Items from a data source

[start]

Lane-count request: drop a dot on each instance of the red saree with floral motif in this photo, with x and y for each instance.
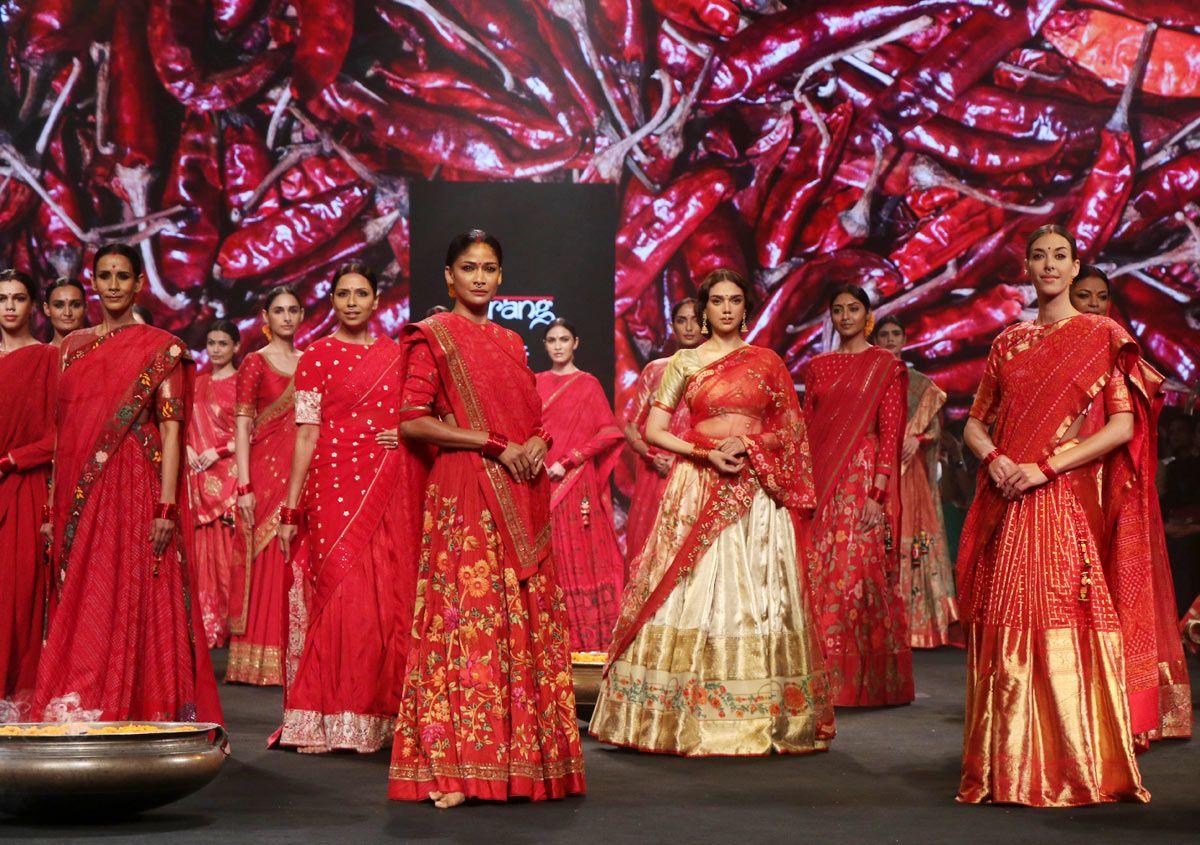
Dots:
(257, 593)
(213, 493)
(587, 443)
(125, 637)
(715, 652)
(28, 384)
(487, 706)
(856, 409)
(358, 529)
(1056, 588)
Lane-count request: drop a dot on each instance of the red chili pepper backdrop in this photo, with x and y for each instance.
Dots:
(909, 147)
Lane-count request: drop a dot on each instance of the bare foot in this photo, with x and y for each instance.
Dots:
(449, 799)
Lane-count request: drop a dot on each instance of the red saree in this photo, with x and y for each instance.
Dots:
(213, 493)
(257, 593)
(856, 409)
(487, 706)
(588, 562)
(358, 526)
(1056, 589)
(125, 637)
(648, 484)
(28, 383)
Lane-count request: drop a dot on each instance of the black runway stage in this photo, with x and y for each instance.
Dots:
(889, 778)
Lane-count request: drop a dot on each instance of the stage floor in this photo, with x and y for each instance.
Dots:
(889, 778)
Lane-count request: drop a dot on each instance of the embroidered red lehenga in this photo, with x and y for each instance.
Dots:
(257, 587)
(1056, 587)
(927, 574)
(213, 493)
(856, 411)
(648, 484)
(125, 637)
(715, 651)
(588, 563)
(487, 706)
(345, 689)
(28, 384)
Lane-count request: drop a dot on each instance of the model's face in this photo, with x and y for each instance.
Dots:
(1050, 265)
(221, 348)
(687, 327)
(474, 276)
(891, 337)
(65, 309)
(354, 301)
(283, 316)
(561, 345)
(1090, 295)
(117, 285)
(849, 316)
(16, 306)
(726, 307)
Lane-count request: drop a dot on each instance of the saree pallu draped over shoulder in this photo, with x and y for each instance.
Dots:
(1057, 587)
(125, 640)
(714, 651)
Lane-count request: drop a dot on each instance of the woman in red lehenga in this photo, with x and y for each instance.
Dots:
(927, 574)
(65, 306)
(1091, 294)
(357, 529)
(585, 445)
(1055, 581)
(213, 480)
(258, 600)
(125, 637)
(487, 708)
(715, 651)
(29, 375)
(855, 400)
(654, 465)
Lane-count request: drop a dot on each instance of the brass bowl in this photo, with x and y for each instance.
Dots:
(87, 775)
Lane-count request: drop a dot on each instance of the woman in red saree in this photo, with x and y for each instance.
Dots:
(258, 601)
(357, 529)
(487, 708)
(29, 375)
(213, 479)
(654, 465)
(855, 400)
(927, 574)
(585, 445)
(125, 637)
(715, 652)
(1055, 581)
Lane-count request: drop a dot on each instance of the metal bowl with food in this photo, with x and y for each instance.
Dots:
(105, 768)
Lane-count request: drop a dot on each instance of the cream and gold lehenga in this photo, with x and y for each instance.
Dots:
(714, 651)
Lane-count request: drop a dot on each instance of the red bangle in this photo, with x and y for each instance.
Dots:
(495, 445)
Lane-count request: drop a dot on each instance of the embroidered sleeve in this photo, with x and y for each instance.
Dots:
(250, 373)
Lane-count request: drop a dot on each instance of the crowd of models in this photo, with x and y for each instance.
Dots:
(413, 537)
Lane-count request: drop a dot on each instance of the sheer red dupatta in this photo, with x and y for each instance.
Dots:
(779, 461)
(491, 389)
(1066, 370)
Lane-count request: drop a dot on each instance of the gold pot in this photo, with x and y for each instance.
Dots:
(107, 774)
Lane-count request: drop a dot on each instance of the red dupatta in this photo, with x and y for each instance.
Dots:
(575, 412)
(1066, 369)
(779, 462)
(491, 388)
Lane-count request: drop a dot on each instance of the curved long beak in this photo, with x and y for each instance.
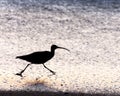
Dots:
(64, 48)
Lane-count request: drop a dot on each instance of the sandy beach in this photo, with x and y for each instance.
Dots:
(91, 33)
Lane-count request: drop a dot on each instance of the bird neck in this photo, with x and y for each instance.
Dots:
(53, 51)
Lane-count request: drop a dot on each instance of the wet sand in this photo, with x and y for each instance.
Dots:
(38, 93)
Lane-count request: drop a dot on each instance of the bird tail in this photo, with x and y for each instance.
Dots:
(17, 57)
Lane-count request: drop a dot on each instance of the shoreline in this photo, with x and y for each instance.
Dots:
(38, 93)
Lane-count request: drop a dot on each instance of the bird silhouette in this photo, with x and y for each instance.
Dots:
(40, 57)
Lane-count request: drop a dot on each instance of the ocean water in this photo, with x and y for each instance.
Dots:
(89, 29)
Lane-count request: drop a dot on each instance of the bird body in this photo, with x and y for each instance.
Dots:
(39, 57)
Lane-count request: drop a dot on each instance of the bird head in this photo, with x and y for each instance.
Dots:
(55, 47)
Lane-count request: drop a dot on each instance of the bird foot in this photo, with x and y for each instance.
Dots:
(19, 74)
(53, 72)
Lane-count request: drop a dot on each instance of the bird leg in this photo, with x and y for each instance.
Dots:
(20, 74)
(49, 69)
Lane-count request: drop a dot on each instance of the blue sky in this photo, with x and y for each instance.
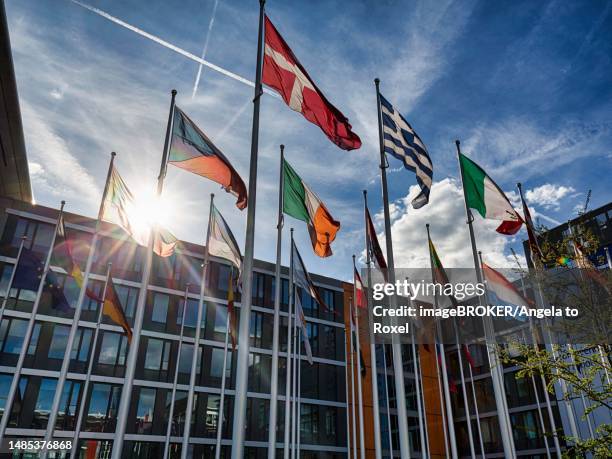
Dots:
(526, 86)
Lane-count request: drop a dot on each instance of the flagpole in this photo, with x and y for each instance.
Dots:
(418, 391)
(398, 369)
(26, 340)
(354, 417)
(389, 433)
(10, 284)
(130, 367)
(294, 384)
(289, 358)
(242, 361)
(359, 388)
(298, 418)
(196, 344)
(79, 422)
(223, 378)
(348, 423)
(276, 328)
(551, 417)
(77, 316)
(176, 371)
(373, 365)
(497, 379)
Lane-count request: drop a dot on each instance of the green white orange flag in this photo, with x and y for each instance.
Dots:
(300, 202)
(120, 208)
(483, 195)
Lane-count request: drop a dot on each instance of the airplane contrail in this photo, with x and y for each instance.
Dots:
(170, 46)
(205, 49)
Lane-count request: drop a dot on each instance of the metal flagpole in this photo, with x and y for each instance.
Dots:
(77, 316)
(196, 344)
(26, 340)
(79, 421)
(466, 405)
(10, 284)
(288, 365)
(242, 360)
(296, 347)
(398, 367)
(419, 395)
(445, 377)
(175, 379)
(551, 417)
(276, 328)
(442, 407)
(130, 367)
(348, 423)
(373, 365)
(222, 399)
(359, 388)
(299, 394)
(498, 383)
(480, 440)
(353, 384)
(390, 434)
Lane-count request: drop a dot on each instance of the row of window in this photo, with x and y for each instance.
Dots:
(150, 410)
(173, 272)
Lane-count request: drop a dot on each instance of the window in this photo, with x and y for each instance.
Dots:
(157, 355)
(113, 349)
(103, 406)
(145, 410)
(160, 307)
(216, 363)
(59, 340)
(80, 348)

[end]

Quote the material in full and exactly; do not carry over its pictures.

Lane-count request: drop a dot on each instance of the red saree with floral motif in this photo, with x and y for each instance.
Dots:
(257, 593)
(213, 493)
(587, 443)
(125, 637)
(715, 652)
(28, 384)
(487, 706)
(856, 409)
(358, 529)
(1056, 588)
Lane-count request: drop a dot on each instance of the red chili pepper backdrop in this photo, with x and y for each instance.
Dots:
(909, 147)
Lane-count request: drop a dot on each instance of the bare foot in this photo, with x and y for each instance.
Dots:
(449, 799)
Lane-count request: drop a dot on each instance of the red saree in this photo, with x and y for each instance.
Dots:
(213, 493)
(257, 593)
(856, 409)
(487, 706)
(588, 562)
(358, 526)
(1056, 589)
(125, 637)
(648, 484)
(28, 383)
Lane-count request: drop a dot on each instance of the black runway stage in this photo, with x and y for each instance.
Dots:
(889, 778)
Lane-count request: drop a dot on each instance of the stage floor in this photo, with x and y for each instance.
Dots:
(889, 778)
Lane-count request: drop a dot on each instance of the embroidered red lehenga in this photo, with x and y for each instance.
Dots:
(257, 587)
(1056, 587)
(927, 574)
(213, 493)
(856, 411)
(648, 484)
(125, 637)
(715, 651)
(588, 563)
(487, 706)
(345, 689)
(28, 384)
Lane-count request: drop a dot on each instance of the model's face in this photo, with x and y for each instance.
Dots:
(1050, 265)
(221, 348)
(687, 327)
(474, 276)
(891, 337)
(65, 309)
(354, 301)
(283, 316)
(561, 345)
(1090, 295)
(117, 285)
(849, 316)
(16, 306)
(726, 307)
Lane-count request: drop a dot on each instance of the saree pallu draped over shoulder in this photo, with x and y for each instance.
Dots:
(1057, 587)
(125, 640)
(714, 651)
Lane-count request: drop a dot on each instance of the woman in red lehenga in this photo, with x and y for each instance.
Dots:
(927, 574)
(65, 306)
(1091, 294)
(357, 529)
(585, 445)
(1055, 581)
(213, 480)
(258, 600)
(125, 637)
(487, 708)
(715, 651)
(29, 375)
(855, 400)
(654, 465)
Lane-count request: drop a dot on each instance of the brass bowl in this photo, with x and y for each instance.
Dots:
(87, 775)
Lane-count request: drop a dot on each instance of the woman in red saree in this photo, with x and y for each instance.
Dots:
(258, 601)
(357, 529)
(487, 708)
(29, 375)
(213, 479)
(654, 465)
(855, 400)
(927, 574)
(585, 445)
(125, 637)
(715, 652)
(1055, 581)
Lane-count request: drop a dot on each instance of the metal bowl with food in this photo, with x and y for each instance.
Dots:
(105, 768)
Lane-count request: drop a dot on each instance of the cream and gold lehenga in this photo, with x and y for each instance.
Dots:
(714, 651)
Lane-count request: drop a dot on each instance of the red bangle in this photo, with x and y for each instance.
Dots:
(495, 445)
Lane-count request: drop a dot on each instance of the embroidered sleeve in this photo, with x and y for each instance.
Dots:
(250, 373)
Lane-count request: drop a dot on each instance of the crowd of models in this photo, with x and y for each instance.
Dots:
(413, 537)
Lane-count request: drop a dot on each instance of the sheer red dupatta in this photo, with x and y for each instance.
Dots:
(779, 461)
(491, 389)
(1066, 370)
Lane-count request: drop a dot on each instance of the gold pot in this photo, with x and y for each instance.
Dots:
(107, 774)
Lane-count request: drop a dot on each instance of the red dupatta in this photo, with x and y for each instance.
Dots:
(575, 412)
(1066, 369)
(779, 462)
(491, 388)
Lane-count request: drop a dot on each instance of the curved long beak in this photo, with x and y for each instance.
Dots:
(64, 48)
Lane-count request: drop a dot on each instance of the sandy beach in this photo, with x and y for each instance.
Dots:
(91, 33)
Lane-count request: drop a dot on each instance of the bird neck in this photo, with x and y for each instance.
Dots:
(53, 51)
Lane-count request: drop a dot on each instance of the wet sand in this photo, with x and y for each instance.
Dots:
(38, 93)
Lane-count request: drop a dot on each instance of the bird tail in this photo, with x and y for each instance.
Dots:
(17, 57)
Lane-count request: drop a dot on each instance of the shoreline in this photo, with x and y for each instance.
Dots:
(38, 93)
Lane-count request: drop a dot on each instance of the bird silhouette in this photo, with x and y for each instance.
Dots:
(40, 57)
Lane-count request: drop a dot on each instance of the ocean water in this photo, with x and y for each instance.
Dots:
(89, 29)
Lane-count request: drop a dot on each instance of the bird body in this photo, with x and y for each instance.
Dots:
(39, 57)
Lane-count request: drop a dot on each instance of the bird head in this photo, with x and y for each instance.
Dots:
(55, 47)
Lane-count request: drop a dot on each instance of the bird foot in this photo, with x and y for each instance.
Dots:
(19, 74)
(53, 72)
Lane-count request: drop a dot on each instance of the bird leg in this photo, with x and y for each instance.
Dots:
(20, 74)
(49, 69)
Lane-count request: drop a dot on each instance of the blue sky in this photo, with x and y for each instance.
Dots:
(526, 86)
Lane-count request: drop a dot on each instance of the flagpole in this photo, with x and y for each instance.
Dots:
(418, 391)
(398, 369)
(26, 340)
(354, 417)
(389, 433)
(10, 284)
(130, 367)
(294, 384)
(289, 358)
(242, 361)
(359, 388)
(298, 418)
(196, 344)
(79, 422)
(223, 378)
(348, 423)
(276, 328)
(551, 417)
(77, 316)
(176, 371)
(373, 365)
(497, 379)
Lane-count request: drop a dot on each instance of the green white orange flag in this photo, with x and y for each instance.
Dots:
(300, 202)
(120, 208)
(483, 195)
Lane-count request: drop a dot on each instance of the airplane contrail in this photo, with x and y for each instance.
Dots:
(170, 46)
(205, 49)
Lane-count request: drop a dot on each instance of the metal flagpole in this photo, with x and y for each instance.
Dots:
(77, 316)
(196, 344)
(26, 340)
(79, 421)
(466, 405)
(10, 284)
(288, 365)
(242, 360)
(296, 347)
(398, 367)
(419, 395)
(445, 377)
(175, 379)
(551, 417)
(276, 328)
(442, 407)
(130, 367)
(348, 423)
(373, 365)
(222, 399)
(359, 388)
(299, 394)
(498, 383)
(480, 440)
(353, 384)
(390, 434)
Lane-count request: drop a dot on each instance of the row of window in this photo, with x and y for each instance.
Dots:
(150, 410)
(173, 272)
Lane-count request: drop a dot on each instance of the window in this photo, with x and y for each instance.
Dots:
(157, 355)
(113, 349)
(103, 406)
(145, 410)
(160, 307)
(216, 363)
(59, 340)
(80, 348)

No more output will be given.